Minor ruling in Court, no-one hurt

Two closely aligned charities, the Ashden Trust and Mark Leonard Trust, recently sought legal clarification around Trustees’ ability to exclude potential investments, if Trustees consider they conflict with their purposes. Charles Mesquita, Charities Director, Quilter Cheviot, and Catherine Rustomji, Head of Charities, Shakespeare Martineau LLP, examine whether the opening statement in the subsequent press release, that this was a ‘momentous’ new judgement, is perhaps too generous.

Gavel

This is not to question the worthy nature of either Trust’s charitable objects, or the ongoing importance of responsible investment considerations by all investors, but rather whether this specific judicial review was required in the first place. As a result of the review, the law has not changed and the Bishop of Oxford case, explained below, appears to have stood the passage of time.

Both charities principal purposes are environmental protection and improvement and the relief of poverty. This combination of purposes is unusual, and the Judge Mr Justice Michael Green was careful to point out that his judgement (24 pages) was specific to these two charities.

*Data lines:*

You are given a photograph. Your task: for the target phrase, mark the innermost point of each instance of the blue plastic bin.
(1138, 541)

*Complete the following:*
1/ Reproduce the passage of the charity investment ruling article starting at "Both charities principal" and ending at "these two charities.".
2/ Extend the article on the court ruling about the two charities' investments, picking up after its final sentence.

*Solved tasks:*
1/
Both charities principal purposes are environmental protection and improvement and the relief of poverty. This combination of purposes is unusual, and the Judge Mr Justice Michael Green was careful to point out that his judgement (24 pages) was specific to these two charities.

2/
The Trustees wanted to exclude investments that are not aligned with the Paris Agreement on climate change, by which the total investment portfolio should ensure that its greenhouse gas emissions overall be limited to comply with the target of 1.5 degrees centigrade. The Paris Agreement does not attempt to define which investments are, or are not, aligned, but the Trustees had used the agreement to formulate the Proposed Investment Policy with the help of ‘professional’ advice from more than one company. The Investment Guidelines attempted to spell out the criteria:

  1. Constrain the portfolio’s exposure to sectors highly exposed to climate change (see investment exclusions);
  2. On average a minimum of a 7% yearly reduction in greenhouse gas emissions intensity until 2050;
  3. Starting from 2020, a 50% minimum reduction in greenhouse gas emissions intensity compared to the market index and an absolute reduction of 50% by 2030;
  4. At least four times more green assets than the market index of brown assets
  5. Scope 3 emissions analysis should be factored in over the next four years

The policy excluded all direct investment in tobacco, weapons, fossil fuel extraction, production and reserves and companies which derive more than 50% of revenues from the combination of the fossil fuel and mining sectors. There was a number of other qualitative screens such as:

  • Energy intensive companies such as cement, steel and paper
  • Commodity producers that contribute to deforestation and destruction of the rainforest (unsustainable beef, soya and palm oil producers)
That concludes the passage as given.